아래 항목을 다시 쓰되, “red barrier wall” 부분만 “white barrier wall” 표현으로 바꾸고 나머지는 그대로 두시오.

제공 자료
************
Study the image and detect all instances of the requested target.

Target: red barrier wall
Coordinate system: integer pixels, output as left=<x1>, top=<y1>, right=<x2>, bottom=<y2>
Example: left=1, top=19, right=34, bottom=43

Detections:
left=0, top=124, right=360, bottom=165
************
과제 답안
Study the image and detect all instances of the requested target.

Target: white barrier wall
Coordinate system: integer pixels, output as left=<x1>, top=<y1>, right=<x2>, bottom=<y2>
Example: left=1, top=19, right=34, bottom=43

Detections:
left=0, top=124, right=360, bottom=165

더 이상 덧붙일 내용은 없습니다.